### What you are asked to do
Only the lines from the start of the data below through the line that contains "Reviewer note: every instance of the short" are to be copied, exactly and without pictures.

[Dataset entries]
= = = = = = =

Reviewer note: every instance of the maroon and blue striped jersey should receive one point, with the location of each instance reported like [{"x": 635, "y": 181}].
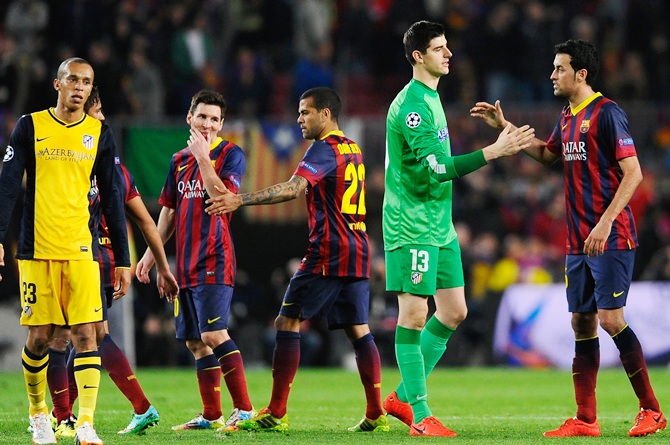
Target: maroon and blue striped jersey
[
  {"x": 591, "y": 139},
  {"x": 338, "y": 241},
  {"x": 205, "y": 251},
  {"x": 105, "y": 254}
]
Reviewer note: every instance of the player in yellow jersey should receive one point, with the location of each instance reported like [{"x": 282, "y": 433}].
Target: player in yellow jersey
[{"x": 60, "y": 150}]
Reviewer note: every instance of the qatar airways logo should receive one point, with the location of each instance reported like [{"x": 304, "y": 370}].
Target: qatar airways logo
[
  {"x": 191, "y": 189},
  {"x": 574, "y": 151}
]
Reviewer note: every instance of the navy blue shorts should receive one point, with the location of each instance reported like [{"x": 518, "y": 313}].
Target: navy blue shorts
[
  {"x": 107, "y": 300},
  {"x": 343, "y": 301},
  {"x": 600, "y": 282},
  {"x": 200, "y": 309}
]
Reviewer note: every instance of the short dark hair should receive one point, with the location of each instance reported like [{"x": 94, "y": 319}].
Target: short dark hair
[
  {"x": 583, "y": 55},
  {"x": 324, "y": 97},
  {"x": 93, "y": 99},
  {"x": 208, "y": 97},
  {"x": 418, "y": 37},
  {"x": 66, "y": 62}
]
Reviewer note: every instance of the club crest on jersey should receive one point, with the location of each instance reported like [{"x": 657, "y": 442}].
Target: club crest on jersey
[
  {"x": 9, "y": 154},
  {"x": 89, "y": 141},
  {"x": 585, "y": 125},
  {"x": 234, "y": 180},
  {"x": 308, "y": 166},
  {"x": 413, "y": 119}
]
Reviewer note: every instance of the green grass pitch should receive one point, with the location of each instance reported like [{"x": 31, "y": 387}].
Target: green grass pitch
[{"x": 484, "y": 405}]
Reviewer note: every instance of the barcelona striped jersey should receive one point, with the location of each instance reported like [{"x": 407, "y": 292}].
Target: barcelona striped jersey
[
  {"x": 105, "y": 253},
  {"x": 338, "y": 241},
  {"x": 591, "y": 139},
  {"x": 205, "y": 252},
  {"x": 60, "y": 160}
]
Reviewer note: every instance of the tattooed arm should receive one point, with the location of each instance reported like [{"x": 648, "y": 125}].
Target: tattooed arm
[{"x": 285, "y": 191}]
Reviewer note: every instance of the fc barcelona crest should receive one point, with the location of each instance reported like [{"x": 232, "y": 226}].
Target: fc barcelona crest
[{"x": 584, "y": 127}]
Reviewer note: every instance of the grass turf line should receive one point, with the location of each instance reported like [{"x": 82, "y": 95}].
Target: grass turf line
[{"x": 483, "y": 405}]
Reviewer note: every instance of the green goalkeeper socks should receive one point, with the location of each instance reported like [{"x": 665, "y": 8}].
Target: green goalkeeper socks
[
  {"x": 433, "y": 341},
  {"x": 410, "y": 363}
]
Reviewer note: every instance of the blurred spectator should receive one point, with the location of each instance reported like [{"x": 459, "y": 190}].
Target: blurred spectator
[
  {"x": 248, "y": 86},
  {"x": 192, "y": 51},
  {"x": 314, "y": 71},
  {"x": 13, "y": 80},
  {"x": 25, "y": 21},
  {"x": 143, "y": 85},
  {"x": 313, "y": 22},
  {"x": 108, "y": 72},
  {"x": 354, "y": 38}
]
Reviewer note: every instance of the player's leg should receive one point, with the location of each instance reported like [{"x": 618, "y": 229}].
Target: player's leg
[
  {"x": 57, "y": 378},
  {"x": 207, "y": 368},
  {"x": 369, "y": 370},
  {"x": 41, "y": 313},
  {"x": 450, "y": 306},
  {"x": 212, "y": 303},
  {"x": 306, "y": 296},
  {"x": 586, "y": 361},
  {"x": 83, "y": 310},
  {"x": 285, "y": 362},
  {"x": 119, "y": 370},
  {"x": 613, "y": 273},
  {"x": 414, "y": 278}
]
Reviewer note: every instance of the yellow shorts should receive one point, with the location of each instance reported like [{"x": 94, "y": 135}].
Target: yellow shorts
[{"x": 63, "y": 293}]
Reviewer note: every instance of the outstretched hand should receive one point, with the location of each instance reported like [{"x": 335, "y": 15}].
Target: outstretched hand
[
  {"x": 122, "y": 277},
  {"x": 226, "y": 202},
  {"x": 491, "y": 114},
  {"x": 198, "y": 145},
  {"x": 2, "y": 258},
  {"x": 167, "y": 285},
  {"x": 511, "y": 142}
]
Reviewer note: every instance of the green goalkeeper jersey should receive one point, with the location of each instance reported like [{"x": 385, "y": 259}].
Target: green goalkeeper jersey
[{"x": 418, "y": 194}]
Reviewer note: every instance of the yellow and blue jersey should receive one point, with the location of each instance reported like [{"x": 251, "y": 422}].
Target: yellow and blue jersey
[{"x": 60, "y": 160}]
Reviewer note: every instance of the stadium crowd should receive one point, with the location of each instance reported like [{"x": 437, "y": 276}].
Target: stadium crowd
[{"x": 151, "y": 56}]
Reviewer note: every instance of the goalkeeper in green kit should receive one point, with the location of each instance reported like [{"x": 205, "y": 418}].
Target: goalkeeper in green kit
[{"x": 423, "y": 257}]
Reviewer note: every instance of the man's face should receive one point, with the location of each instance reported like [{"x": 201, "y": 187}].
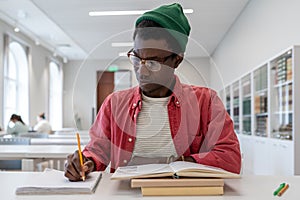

= = = = = = =

### Task answer
Reviewer note: every instance of the maroon and blue striped jersey should receive one point, with the location of each instance reported like [{"x": 635, "y": 181}].
Target: maroon and blue striped jersey
[
  {"x": 591, "y": 139},
  {"x": 338, "y": 241},
  {"x": 205, "y": 251},
  {"x": 105, "y": 254}
]
Reviewer note: every instance of the player in yellow jersey should receive one point, with the location of each instance reported like [{"x": 282, "y": 433}].
Target: player in yellow jersey
[{"x": 60, "y": 150}]
Reviewer note: every instance of the qatar airways logo should receive one point, with the location of each instance reported like [{"x": 304, "y": 370}].
Target: qatar airways logo
[
  {"x": 191, "y": 189},
  {"x": 574, "y": 151}
]
Reviewer note: every instance of the navy blue shorts should receive one point, with the location of each instance reported like [{"x": 518, "y": 313}].
Target: navy blue shorts
[
  {"x": 107, "y": 300},
  {"x": 343, "y": 301},
  {"x": 600, "y": 282},
  {"x": 200, "y": 309}
]
Reviewer note: every instance of the short dark hair should receive one point, with the location of each instance reported like [{"x": 94, "y": 319}].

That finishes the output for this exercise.